### Records provided:

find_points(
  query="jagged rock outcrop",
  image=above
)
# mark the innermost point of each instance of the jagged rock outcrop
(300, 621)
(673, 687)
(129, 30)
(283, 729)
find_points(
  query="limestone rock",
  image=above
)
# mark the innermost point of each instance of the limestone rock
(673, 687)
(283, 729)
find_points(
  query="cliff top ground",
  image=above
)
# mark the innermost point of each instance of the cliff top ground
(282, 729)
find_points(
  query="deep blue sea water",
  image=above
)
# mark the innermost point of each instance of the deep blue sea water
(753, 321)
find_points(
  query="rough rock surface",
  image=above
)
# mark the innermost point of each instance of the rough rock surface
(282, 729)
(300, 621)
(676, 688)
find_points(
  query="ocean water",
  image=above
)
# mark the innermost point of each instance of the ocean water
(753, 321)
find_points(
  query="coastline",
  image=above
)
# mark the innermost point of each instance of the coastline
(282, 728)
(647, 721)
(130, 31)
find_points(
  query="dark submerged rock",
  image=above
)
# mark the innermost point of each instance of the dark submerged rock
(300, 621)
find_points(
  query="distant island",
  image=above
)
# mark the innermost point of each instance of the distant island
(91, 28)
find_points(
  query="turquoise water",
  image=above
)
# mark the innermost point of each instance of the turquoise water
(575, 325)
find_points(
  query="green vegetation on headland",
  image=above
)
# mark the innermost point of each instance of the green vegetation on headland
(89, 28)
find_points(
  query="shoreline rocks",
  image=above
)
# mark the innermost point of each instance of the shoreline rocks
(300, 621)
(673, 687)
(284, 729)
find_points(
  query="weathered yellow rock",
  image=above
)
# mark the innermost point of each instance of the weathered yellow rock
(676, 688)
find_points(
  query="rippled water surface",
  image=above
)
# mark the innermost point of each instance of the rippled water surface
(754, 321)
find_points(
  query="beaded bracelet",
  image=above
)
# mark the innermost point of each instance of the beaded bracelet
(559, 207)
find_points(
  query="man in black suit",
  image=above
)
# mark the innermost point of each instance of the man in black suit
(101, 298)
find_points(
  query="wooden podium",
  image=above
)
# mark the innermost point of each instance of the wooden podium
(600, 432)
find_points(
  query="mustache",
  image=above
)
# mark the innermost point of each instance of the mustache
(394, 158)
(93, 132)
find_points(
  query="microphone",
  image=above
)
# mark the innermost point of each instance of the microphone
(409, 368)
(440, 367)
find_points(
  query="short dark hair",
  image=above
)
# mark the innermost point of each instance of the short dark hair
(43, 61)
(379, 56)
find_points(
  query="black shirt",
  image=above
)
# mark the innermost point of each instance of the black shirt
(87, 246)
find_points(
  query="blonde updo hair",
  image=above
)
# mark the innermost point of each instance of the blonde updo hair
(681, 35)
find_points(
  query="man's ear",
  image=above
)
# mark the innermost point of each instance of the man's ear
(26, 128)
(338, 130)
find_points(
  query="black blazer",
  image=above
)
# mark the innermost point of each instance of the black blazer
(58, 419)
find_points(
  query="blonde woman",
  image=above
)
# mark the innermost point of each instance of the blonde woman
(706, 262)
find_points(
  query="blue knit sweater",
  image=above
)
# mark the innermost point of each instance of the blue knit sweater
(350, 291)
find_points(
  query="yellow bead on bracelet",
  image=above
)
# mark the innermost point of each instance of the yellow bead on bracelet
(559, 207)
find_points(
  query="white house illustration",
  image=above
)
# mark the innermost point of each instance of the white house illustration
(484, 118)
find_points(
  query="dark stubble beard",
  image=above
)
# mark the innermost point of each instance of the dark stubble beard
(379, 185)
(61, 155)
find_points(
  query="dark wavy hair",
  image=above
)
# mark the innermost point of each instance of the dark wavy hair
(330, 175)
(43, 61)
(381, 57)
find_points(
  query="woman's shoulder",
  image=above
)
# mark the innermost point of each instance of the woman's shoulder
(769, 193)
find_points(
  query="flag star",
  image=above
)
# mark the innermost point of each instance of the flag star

### The exercise:
Copy the data above in full, character for character.

### Answer for this exercise:
find_points(
  query="jagged rock outcrop",
  image=above
)
# mark the innermost point of each instance of the jagged rock outcrop
(300, 621)
(673, 687)
(129, 30)
(283, 729)
find_points(
  query="limestone rock",
  image=above
)
# mark the innermost point of each instance of the limestone rock
(673, 687)
(283, 729)
find_points(
  query="cliff top ground",
  image=above
)
# mark the innermost point of each instance of the cliff top ground
(282, 729)
find_points(
  query="deep blue sea water",
  image=above
)
# mark the innermost point of each instance of the deep blue sea water
(753, 321)
find_points(
  query="rough rock surface",
  image=above
)
# mark the innermost point of each instance of the rough rock surface
(282, 729)
(300, 621)
(676, 688)
find_points(
  query="ocean water",
  image=above
)
# mark the innermost point of each instance of the ocean water
(753, 321)
find_points(
  query="coastline",
  image=above
)
# mark the innermost point of each instance of the coastline
(282, 728)
(647, 721)
(130, 31)
find_points(
  query="dark submerged rock",
  image=above
)
# mark the innermost point of each instance of the dark submerged rock
(300, 621)
find_points(
  query="distant island",
  image=above
)
# mark the innermost point of each instance of the distant island
(91, 28)
find_points(
  query="turquoise water",
  image=above
)
# mark the innermost point of each instance of the turquoise water
(575, 325)
find_points(
  query="green vegetation on headland",
  image=above
)
# mark the innermost point of each instance of the green vegetation on headland
(89, 28)
find_points(
  query="shoreline rocks",
  image=above
)
# mark the innermost point of each instance of the shoreline rocks
(300, 621)
(673, 687)
(284, 729)
find_points(
  query="weathered yellow rock",
  image=above
)
# mark the innermost point of each instance of the weathered yellow rock
(676, 688)
find_points(
  query="rippled water surface",
  image=above
)
# mark the innermost point of each instance of the rippled water surface
(754, 321)
find_points(
  query="beaded bracelet",
  image=above
)
# mark the innermost point of each instance of the beaded bracelet
(559, 207)
find_points(
  query="man in black suit",
  image=above
)
# mark the innermost point of each instance of the man in black suit
(101, 298)
find_points(
  query="wooden podium",
  image=above
)
# mark the innermost point of each instance of the wooden podium
(600, 432)
find_points(
  query="mustache",
  image=above
)
# mark the innermost point of each instance of the mustache
(394, 158)
(93, 132)
find_points(
  query="microphone",
  image=above
)
# mark the innermost point of each instance of the microphone
(409, 368)
(440, 367)
find_points(
  query="short dark hair",
  image=above
)
# mark the innermost point of each instance of the short dark hair
(43, 61)
(379, 56)
find_points(
  query="black shirt",
  image=above
)
# mark the innermost point of each instance of the black shirt
(87, 246)
find_points(
  query="blonde updo hair",
  image=above
)
# mark the innermost point of each instance of the blonde updo hair
(681, 35)
find_points(
  query="man's ear",
  image=above
)
# mark the innermost point of each instance of the man's ear
(26, 128)
(338, 130)
find_points(
  query="black blazer",
  image=above
)
# mark the innermost point of each instance of the black blazer
(58, 419)
find_points(
  query="blonde woman",
  image=above
)
# mark the innermost point of each instance of the blonde woman
(706, 262)
find_points(
  query="blue knit sweater",
  image=above
)
# mark the innermost point of each instance of the blue knit sweater
(350, 291)
find_points(
  query="yellow bead on bracelet",
  image=above
)
# mark the innermost point of each instance of the yellow bead on bracelet
(559, 207)
find_points(
  query="white house illustration",
  image=above
)
# mark the innermost point of each instance of the white house illustration
(484, 118)
find_points(
  query="dark stubble beard",
  image=above
)
# mark the innermost point of each instance of the dark stubble beard
(379, 185)
(61, 155)
find_points(
  query="dark wavy hair",
  image=above
)
# mark the innermost point of each instance of the dark wavy hair
(330, 175)
(43, 61)
(381, 57)
find_points(
  query="woman's shoulder",
  image=above
)
# mark the innermost point of each instance of the woman's shoulder
(769, 193)
find_points(
  query="flag star",
  image=above
)
# mark the innermost point of each instance of the flag star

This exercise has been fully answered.